▸ Stated exercise
The records below must be retyped exactly.
## START Information given
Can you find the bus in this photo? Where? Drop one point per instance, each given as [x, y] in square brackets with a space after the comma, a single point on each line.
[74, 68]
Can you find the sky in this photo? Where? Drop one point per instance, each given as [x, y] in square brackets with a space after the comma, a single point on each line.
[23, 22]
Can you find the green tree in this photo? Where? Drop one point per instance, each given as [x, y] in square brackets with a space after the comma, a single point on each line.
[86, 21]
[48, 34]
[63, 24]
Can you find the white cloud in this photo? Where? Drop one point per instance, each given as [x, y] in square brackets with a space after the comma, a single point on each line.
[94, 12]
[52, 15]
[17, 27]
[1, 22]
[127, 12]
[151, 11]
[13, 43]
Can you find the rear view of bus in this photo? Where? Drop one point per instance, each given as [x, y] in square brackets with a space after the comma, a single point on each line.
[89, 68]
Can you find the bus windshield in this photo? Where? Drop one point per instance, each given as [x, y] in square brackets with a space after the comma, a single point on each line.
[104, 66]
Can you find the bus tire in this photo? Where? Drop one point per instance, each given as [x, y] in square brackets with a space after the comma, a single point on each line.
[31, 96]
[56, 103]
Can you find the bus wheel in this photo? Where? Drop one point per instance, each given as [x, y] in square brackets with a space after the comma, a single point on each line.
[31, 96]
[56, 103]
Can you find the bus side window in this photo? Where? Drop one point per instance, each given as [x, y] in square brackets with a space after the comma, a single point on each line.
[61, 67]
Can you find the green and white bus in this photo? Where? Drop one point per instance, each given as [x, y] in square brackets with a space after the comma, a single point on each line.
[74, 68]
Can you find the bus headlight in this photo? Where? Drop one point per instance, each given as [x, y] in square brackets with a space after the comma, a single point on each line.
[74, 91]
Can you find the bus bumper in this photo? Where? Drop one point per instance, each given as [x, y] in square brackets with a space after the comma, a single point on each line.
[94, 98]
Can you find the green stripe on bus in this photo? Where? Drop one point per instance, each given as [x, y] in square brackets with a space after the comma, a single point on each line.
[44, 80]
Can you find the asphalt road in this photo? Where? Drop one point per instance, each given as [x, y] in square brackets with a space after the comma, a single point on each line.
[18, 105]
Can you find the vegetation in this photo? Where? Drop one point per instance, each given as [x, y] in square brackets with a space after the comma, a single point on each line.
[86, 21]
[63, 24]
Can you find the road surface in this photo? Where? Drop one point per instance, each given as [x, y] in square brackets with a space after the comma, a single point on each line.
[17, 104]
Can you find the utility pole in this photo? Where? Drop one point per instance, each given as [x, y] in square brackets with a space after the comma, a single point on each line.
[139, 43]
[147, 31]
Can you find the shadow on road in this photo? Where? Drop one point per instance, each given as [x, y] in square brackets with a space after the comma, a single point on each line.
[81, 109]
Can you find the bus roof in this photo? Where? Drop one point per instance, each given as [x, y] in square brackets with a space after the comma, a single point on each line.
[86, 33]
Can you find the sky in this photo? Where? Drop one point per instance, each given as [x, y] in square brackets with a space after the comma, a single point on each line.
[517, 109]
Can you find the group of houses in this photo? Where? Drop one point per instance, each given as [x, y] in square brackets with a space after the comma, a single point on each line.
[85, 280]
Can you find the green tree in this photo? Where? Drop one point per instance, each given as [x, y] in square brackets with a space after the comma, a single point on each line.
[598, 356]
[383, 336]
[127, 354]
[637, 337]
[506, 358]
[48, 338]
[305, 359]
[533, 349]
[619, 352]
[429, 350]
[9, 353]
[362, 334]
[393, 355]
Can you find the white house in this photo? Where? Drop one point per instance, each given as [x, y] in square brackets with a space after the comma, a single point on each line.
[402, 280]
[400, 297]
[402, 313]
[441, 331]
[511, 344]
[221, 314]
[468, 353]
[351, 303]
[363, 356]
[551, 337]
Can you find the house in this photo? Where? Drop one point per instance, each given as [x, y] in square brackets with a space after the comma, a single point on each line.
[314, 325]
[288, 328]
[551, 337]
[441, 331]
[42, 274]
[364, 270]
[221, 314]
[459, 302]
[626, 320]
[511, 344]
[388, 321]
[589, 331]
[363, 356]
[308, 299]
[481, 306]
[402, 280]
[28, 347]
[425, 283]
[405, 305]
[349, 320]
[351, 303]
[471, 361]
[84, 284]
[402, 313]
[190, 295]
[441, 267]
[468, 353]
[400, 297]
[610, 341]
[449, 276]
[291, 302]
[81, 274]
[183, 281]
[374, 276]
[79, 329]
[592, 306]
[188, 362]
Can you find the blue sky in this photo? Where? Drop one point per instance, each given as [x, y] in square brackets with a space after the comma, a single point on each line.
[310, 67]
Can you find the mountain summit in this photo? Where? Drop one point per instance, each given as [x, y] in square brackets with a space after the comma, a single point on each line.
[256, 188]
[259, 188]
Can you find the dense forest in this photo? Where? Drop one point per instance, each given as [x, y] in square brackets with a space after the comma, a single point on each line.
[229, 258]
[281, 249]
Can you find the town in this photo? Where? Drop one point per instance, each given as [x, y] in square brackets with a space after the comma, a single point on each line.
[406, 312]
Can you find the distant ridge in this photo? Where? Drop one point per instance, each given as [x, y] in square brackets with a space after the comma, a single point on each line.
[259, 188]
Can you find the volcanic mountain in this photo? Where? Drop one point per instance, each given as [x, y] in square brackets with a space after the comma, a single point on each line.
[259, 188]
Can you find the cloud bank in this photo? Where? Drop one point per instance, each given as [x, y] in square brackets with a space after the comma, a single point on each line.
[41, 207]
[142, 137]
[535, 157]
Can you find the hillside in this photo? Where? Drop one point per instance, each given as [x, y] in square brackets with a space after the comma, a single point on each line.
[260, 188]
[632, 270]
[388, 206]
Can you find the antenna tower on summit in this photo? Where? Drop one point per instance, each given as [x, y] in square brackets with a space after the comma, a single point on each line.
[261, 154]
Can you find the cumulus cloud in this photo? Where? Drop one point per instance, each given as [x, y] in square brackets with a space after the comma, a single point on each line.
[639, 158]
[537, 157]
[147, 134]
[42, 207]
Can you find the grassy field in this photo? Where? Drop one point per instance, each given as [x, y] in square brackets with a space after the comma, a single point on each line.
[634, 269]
## END Information given
▸ Exercise result
Can you find the bus in this photo? Where? Drop one point per instance, each given as [x, y] in square brackets with a space after the comma, a single point on each line.
[74, 68]
Can you find the sky in this photo? Where? Drop one point per instance, each given as [x, y] in square brackets with a space after the comma, a single point on each line.
[23, 22]
Can you find the green tree in this photo? Where? Drop one point per instance, each given as [x, y] in square brackets with a space after the comma, a single point on each line.
[86, 21]
[48, 34]
[63, 24]
Can you find the white cloud in this photo? Where? Drop one point per instance, each given as [x, y] in square brackets with a space after the comma, a single point on each line.
[94, 12]
[52, 15]
[17, 27]
[1, 22]
[127, 12]
[151, 11]
[13, 43]
Can you find the rear view of bus in this photo? Where? Drop one point per instance, each given as [x, y] in square brackets with a space after the comma, a single point on each line.
[89, 68]
Can you find the bus windshield in this photo? Where? Drop one point per instance, each given as [x, y] in square brackets with a space after the comma, a single point on each line.
[104, 66]
Can you find the bus tire in this photo? Where? Drop one point per instance, each given as [x, y] in square brackets with a space after the comma, a single point on each line.
[31, 96]
[56, 103]
Can you find the bus wheel in this photo? Where? Drop one point per instance, each given as [x, y] in square brackets with a space after the comma, a single point on each line.
[31, 96]
[56, 103]
Can you find the bus side window in this photo? Where? Drop one point per instance, each given as [x, y] in square brackets with a space after the comma, a single point on each line.
[61, 67]
Can you find the green and white bus in this photo? Where? Drop one point per instance, each given as [x, y] in square brackets with a space after the comma, a single point on each line.
[74, 68]
Can you find the bus headlight in this photo? Where? Drop one point per instance, each given as [x, y] in square brackets with a space after the comma, a single point on each line.
[74, 91]
Can you find the bus bumper in this photo? Where? Drop one point per instance, each given as [x, y] in square brackets with a space after the comma, a single point on each line.
[94, 98]
Can you find the green stripe on bus in this photo? Where? Drop one point per instance, each given as [x, y] in square brackets with a space after the comma, a single point on each line.
[44, 80]
Can you find the asphalt road in this photo? Where? Drop one point per instance, each given as [x, y] in square brackets with a space after the comma, a single point on each line.
[18, 105]
Can you find the vegetation in this photo? Where? Drop one point per instance, each given as [x, y] in square brackets with a space after the comma, a single point on each line.
[86, 21]
[63, 24]
Can you find the road surface in this photo? Where? Drop one point per instance, each given as [x, y] in square brackets with a space after the comma, a single point on each line.
[17, 104]
Can you find the utility pole in this photo? Where? Drop one point per instance, each given as [x, y] in square brackets with a space after the comma, a single point on each line.
[139, 43]
[147, 31]
Can you find the shadow on road in this photo? Where? Drop one point per instance, each given as [x, y] in square brackets with a space after the comma, a single point on each line.
[81, 109]
Can you find the bus roof in this photo? Where? Drop one point per instance, each given as [x, y] in square brackets with a space after the comma, a single point on each line.
[86, 33]
Can you find the sky in this photo? Where? Drop one point per instance, each given as [x, y] in square brackets with a space after the comma, a single point on each line.
[517, 109]
Can you find the group of houses in this photo? Where? Drop one point per instance, each given as [x, y] in square brackets with a space after the comma, a single point on each line.
[85, 280]
Can you find the green tree in this photo? Where? Drop one point per instance, each given as [x, y] in square brackets with a space after the comma, a single point on each line.
[598, 356]
[383, 336]
[127, 354]
[637, 337]
[506, 358]
[48, 338]
[305, 359]
[533, 349]
[619, 352]
[429, 350]
[9, 353]
[362, 334]
[393, 355]
Can you find the white house in this photo? Where? Drop one point per instance, each given as [x, y] in square brackets with a space after the comma, a single point on each line.
[402, 280]
[400, 297]
[402, 313]
[441, 331]
[511, 344]
[221, 314]
[468, 353]
[351, 303]
[363, 356]
[551, 337]
Can you find the house in this photo? Where? Drop one point per instance, each given as [x, y] in square brackets with a space after the comma, a single point on each line.
[314, 325]
[288, 328]
[551, 337]
[441, 331]
[42, 274]
[364, 270]
[221, 314]
[459, 302]
[626, 320]
[511, 344]
[388, 321]
[589, 331]
[363, 356]
[308, 299]
[481, 306]
[402, 280]
[28, 347]
[425, 283]
[405, 305]
[349, 320]
[351, 303]
[471, 361]
[84, 284]
[402, 313]
[190, 295]
[441, 267]
[468, 353]
[400, 297]
[610, 341]
[449, 276]
[291, 302]
[81, 274]
[183, 281]
[374, 276]
[79, 329]
[592, 306]
[188, 362]
Can you find the blue sky in this photo? Where? Drop one point per instance, each given as [x, y] in square brackets with a space after the comma, a single point on each line.
[310, 67]
Can you find the mountain summit in this photo? Where? Drop one point per instance, each given as [x, y] in square brackets with a space after the comma, a single point on each line.
[256, 188]
[259, 188]
Can you find the dense forest in this photo? Where? Drop one point per instance, each given as [x, y] in square brackets with a space after the comma, a single point on each line.
[229, 258]
[281, 249]
Can you find the town in this photo? Where? Drop one point per instance, each given as [x, y] in square brackets with a space after the comma, a single point on each line.
[406, 312]
Can you find the distant ridge in this photo? Where? Drop one point per instance, each given as [x, y] in square brackets with a space after the comma, a single point on each line.
[259, 188]
Can you find the volcanic mountain in this photo? Where? Drop one point per instance, each given as [x, y] in square brackets with a space after the comma, a single point on each line.
[259, 188]
Can you find the cloud bank in this photo? Where? Drop one point per instance, each given as [x, y] in square brackets with a space after the comma, a single point on each line.
[41, 207]
[142, 137]
[535, 157]
Can you find the hillside in this photo? Where? Drop one point per instance, each given as [x, y] in square brackets with a space after the comma, a single point on each line.
[260, 188]
[632, 270]
[388, 206]
Can you find the antenna tower on summit in this photo? Where? Drop one point per instance, each given as [x, y] in square brackets with a space after the comma, a single point on each line.
[261, 154]
Can you find the cumulus cloud in this photo? Where? Drop one point per instance, each given as [x, y] in square brackets with a space after the comma, a single point on each line.
[639, 158]
[537, 157]
[147, 134]
[42, 207]
Can you find the grassy field in this photo? Where? Drop one point per instance, each given as [x, y] in square brackets with a space after the comma, a single point on each line.
[634, 269]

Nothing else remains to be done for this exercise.